Document excerpt =>
MAY 2026 - AUDIO ONLY
LIVE Q&A SESSION - MAY 2026
Most patients don’t walk into your office understanding the difference between feeling better… and actually getting better. In this month’s Q&A, Dr. FJ Schofield breaks down one of the biggest communication gaps chiropractors face today: helping patients understand the long-term cost of only chasing pain relief. This conversation goes far beyond payment plans and pricing. Dr. FJ dives into the emotional and clinical reality of degeneration, the quiet breakdown happening long before symptoms appear, and why doctors must learn how to communicate corrective care with clarity, confidence, and honesty.
He shares practical insight on:
- Why patients choose “pay per visit” care and how to navigate those conversations
- The importance of differentiating yourself from symptom-based chiropractic offices
- How to explain degeneration in a way patients actually understand Why objective findings matter in patient education
- The role of connective tissue damage in long-term instability
- How to improve commitment to care without fear-based communication
- Why discounts and financial structures matter more than most doctors realize
- What today’s hiring market is teaching business owners about staffing and leadership
Why the future may be smaller teams, stronger systems, and higher-value people This episode is a powerful reminder that communication is not about pressure, it’s about helping people fully understand the consequences of their choices before it’s too late.
Because when patients understand the “why,” commitment becomes much easier.
"Differentiate yourself from people who only play the pain game” - DR. FJ
💪 Monthly Challenge:
This month, evaluate how you communicate corrective care in your office.
Ask yourself:
- Are you clearly explaining the difference between pain relief and stabilization?
- Are you showing patients objective findings consistently?
- Are you communicating the long-term cost of degeneration in a calm, honest way?
- Does your financial structure encourage commitment to care?
Choose ONE area of your ROF or patient communication process and improve it this week.
Sometimes the biggest breakthroughs happen from one clearer conversation.

Given information =>
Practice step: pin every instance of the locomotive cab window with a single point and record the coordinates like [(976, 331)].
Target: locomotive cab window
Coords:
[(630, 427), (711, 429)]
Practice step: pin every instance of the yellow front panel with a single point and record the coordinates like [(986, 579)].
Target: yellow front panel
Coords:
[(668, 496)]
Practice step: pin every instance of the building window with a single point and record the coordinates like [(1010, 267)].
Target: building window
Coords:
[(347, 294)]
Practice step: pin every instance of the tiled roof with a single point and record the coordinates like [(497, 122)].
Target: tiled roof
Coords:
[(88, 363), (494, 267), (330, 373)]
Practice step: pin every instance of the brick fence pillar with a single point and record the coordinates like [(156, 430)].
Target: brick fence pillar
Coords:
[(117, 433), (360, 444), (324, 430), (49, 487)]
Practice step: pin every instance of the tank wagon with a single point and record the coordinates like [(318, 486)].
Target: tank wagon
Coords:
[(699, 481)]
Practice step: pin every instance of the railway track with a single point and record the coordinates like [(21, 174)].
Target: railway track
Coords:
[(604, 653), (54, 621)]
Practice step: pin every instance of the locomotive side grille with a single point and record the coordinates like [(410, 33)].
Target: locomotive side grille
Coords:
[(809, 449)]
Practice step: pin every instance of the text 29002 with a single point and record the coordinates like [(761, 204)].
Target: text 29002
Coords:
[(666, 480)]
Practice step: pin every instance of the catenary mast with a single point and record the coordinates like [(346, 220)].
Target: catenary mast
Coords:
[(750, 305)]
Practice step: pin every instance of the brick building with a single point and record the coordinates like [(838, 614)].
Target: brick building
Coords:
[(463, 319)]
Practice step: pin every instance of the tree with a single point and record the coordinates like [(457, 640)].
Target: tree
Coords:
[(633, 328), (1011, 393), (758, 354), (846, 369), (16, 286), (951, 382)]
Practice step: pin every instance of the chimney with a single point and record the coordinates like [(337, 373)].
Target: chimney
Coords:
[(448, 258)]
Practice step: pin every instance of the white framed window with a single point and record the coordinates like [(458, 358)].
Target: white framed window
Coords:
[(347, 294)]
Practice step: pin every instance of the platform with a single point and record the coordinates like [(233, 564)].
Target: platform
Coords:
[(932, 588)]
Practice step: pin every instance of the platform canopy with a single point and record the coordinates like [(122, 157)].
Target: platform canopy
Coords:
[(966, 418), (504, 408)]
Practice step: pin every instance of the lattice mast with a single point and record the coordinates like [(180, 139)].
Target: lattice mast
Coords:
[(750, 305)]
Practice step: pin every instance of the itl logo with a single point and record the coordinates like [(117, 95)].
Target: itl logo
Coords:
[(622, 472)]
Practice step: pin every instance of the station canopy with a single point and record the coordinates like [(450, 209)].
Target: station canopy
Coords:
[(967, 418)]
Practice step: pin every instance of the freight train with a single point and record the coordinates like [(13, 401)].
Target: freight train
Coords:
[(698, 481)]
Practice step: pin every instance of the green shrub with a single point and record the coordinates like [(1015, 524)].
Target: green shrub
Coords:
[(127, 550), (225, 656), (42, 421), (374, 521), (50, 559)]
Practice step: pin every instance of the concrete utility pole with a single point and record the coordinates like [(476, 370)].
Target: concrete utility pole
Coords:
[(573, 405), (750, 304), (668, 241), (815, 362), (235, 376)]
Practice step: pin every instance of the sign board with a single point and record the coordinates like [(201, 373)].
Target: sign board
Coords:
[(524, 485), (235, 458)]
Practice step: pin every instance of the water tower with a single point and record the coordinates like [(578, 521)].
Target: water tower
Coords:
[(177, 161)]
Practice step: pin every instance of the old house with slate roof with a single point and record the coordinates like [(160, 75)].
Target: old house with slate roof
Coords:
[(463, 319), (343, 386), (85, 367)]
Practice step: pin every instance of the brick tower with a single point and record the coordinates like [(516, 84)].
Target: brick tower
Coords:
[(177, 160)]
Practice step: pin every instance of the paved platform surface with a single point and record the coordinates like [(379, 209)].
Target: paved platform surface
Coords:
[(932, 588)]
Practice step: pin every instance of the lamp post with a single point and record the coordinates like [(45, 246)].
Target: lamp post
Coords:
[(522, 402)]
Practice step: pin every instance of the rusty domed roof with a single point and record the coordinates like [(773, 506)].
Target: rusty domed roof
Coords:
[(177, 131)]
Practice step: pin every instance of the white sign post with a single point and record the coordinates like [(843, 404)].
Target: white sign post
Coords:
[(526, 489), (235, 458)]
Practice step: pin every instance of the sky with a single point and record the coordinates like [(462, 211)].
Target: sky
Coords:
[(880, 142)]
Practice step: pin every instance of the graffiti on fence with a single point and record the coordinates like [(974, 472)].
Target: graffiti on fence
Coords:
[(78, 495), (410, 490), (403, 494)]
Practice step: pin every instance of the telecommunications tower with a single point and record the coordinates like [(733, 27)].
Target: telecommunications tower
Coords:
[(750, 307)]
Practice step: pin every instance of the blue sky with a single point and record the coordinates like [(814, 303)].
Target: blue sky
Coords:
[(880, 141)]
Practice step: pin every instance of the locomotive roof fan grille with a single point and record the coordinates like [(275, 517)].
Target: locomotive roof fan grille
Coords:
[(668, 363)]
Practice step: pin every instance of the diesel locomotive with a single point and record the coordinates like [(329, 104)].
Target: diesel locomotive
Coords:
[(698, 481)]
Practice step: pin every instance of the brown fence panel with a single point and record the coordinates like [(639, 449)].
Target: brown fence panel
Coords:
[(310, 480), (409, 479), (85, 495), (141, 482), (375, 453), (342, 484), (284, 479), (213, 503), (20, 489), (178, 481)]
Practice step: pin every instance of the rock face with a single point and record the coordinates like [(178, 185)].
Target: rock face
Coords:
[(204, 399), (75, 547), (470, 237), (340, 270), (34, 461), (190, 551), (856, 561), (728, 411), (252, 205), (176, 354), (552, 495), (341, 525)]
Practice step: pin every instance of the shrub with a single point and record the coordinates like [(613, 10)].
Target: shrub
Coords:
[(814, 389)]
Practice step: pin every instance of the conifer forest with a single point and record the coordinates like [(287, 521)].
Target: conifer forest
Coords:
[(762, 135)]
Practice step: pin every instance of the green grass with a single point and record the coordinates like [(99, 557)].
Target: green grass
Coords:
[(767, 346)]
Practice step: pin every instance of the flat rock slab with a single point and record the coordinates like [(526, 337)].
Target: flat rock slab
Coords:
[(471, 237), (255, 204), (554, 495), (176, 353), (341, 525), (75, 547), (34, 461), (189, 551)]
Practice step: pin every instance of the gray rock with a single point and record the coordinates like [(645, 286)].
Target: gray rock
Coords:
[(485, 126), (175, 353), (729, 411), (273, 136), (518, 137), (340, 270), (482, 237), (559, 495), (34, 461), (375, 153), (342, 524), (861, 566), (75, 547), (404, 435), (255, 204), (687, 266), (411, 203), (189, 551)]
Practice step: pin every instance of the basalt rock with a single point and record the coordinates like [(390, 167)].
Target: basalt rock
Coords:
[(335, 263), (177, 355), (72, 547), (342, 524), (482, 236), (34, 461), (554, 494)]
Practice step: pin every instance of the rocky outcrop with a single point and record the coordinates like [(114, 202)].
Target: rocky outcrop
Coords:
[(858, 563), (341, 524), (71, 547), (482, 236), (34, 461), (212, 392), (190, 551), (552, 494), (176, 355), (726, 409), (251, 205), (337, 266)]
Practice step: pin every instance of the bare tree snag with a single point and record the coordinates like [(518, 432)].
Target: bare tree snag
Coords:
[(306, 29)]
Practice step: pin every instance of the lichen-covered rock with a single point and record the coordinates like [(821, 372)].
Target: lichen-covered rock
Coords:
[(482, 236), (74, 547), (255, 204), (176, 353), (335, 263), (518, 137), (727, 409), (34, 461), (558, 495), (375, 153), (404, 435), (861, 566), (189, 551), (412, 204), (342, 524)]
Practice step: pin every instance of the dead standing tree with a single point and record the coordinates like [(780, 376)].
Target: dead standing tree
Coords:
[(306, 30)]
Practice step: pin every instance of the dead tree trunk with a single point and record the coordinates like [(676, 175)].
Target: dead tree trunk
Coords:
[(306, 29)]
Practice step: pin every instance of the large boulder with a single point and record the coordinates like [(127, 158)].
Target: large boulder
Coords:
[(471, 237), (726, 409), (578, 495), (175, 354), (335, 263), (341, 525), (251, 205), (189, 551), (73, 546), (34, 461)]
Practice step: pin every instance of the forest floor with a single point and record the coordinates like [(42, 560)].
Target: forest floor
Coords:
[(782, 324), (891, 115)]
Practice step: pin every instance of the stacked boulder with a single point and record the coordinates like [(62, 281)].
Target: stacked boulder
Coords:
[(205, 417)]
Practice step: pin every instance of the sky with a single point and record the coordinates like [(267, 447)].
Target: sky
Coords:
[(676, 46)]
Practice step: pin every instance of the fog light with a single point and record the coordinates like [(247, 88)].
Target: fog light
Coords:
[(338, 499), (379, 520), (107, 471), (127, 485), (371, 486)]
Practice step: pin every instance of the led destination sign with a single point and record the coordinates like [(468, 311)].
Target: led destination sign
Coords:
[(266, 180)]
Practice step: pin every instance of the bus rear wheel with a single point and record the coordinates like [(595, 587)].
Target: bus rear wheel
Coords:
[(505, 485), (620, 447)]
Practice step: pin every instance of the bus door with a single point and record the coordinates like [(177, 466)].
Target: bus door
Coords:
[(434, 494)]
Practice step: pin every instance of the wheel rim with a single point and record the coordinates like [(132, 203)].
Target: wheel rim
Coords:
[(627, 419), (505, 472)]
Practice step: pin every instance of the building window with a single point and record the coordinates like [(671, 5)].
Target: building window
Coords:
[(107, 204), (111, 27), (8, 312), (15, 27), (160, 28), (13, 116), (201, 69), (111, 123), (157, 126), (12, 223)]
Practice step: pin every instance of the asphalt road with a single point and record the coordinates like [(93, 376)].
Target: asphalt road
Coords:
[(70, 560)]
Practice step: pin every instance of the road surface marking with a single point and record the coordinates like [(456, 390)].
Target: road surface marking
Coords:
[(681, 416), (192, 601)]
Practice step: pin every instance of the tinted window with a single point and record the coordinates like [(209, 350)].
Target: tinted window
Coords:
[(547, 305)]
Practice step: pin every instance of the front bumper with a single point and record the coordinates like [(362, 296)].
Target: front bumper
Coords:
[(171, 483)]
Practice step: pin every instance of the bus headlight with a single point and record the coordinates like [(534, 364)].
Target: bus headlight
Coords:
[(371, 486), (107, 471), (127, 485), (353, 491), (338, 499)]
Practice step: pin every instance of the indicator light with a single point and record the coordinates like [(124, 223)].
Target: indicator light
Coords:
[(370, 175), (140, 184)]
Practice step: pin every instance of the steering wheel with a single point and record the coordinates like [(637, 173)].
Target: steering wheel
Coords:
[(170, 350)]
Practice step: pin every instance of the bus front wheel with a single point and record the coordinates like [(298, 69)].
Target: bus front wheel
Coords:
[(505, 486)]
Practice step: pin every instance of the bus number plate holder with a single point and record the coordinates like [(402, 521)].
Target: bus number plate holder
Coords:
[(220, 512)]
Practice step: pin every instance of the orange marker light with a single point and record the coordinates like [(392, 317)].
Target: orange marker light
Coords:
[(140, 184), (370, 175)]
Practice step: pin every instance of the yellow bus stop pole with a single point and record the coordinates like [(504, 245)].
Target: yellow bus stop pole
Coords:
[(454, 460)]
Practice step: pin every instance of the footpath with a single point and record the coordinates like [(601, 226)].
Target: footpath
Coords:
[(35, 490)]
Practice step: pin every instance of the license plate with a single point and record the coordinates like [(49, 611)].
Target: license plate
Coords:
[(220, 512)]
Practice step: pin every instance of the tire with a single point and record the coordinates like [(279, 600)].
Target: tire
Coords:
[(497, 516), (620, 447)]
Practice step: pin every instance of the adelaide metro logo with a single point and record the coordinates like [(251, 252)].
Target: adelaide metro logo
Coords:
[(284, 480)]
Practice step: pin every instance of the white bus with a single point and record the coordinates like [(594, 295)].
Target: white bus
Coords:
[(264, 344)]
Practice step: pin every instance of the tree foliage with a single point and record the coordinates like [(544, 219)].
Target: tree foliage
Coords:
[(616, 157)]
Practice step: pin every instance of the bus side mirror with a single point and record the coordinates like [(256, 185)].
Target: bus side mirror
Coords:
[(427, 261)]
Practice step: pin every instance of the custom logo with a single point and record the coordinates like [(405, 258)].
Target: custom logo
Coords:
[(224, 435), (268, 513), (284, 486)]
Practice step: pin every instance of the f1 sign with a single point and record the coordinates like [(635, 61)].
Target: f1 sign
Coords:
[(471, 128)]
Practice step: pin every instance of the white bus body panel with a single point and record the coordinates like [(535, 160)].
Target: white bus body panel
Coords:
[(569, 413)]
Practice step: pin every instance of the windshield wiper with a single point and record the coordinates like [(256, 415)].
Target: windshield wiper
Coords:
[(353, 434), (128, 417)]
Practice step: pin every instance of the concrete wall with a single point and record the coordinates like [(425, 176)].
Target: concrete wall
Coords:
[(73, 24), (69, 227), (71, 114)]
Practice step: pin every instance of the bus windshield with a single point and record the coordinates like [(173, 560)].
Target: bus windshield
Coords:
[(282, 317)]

Assignment A => In the Q&A session description, what does the monthly challenge ask the reader to improve this week?
Assignment B => From the Q&A session description, transcribe the passage starting with "- Are you showing" and going on through "one clearer conversation.".
Assignment C => Decide whether each statement agrees with the Q&A session description, answering yes or no and quoting the words of the description that settle it: (i) The May 2026 session is offered as video. (ii) The monthly challenge asks readers to evaluate how they communicate corrective care in their office. (iii) The session recommends fear-based communication to improve commitment to care.

Task result A => One area of the ROF or patient communication process.

Task result B =>
- Are you showing patients objective findings consistently?
- Are you communicating the long-term cost of degeneration in a calm, honest way?
- Does your financial structure encourage commitment to care?
Choose ONE area of your ROF or patient communication process and improve it this week.
Sometimes the biggest breakthroughs happen from one clearer conversation.

Task result C =>
(i) No: "MAY 2026 - AUDIO ONLY"
(ii) Yes: "This month, evaluate how you communicate corrective care in your office."
(iii) No: "How to improve commitment to care without fear-based communication"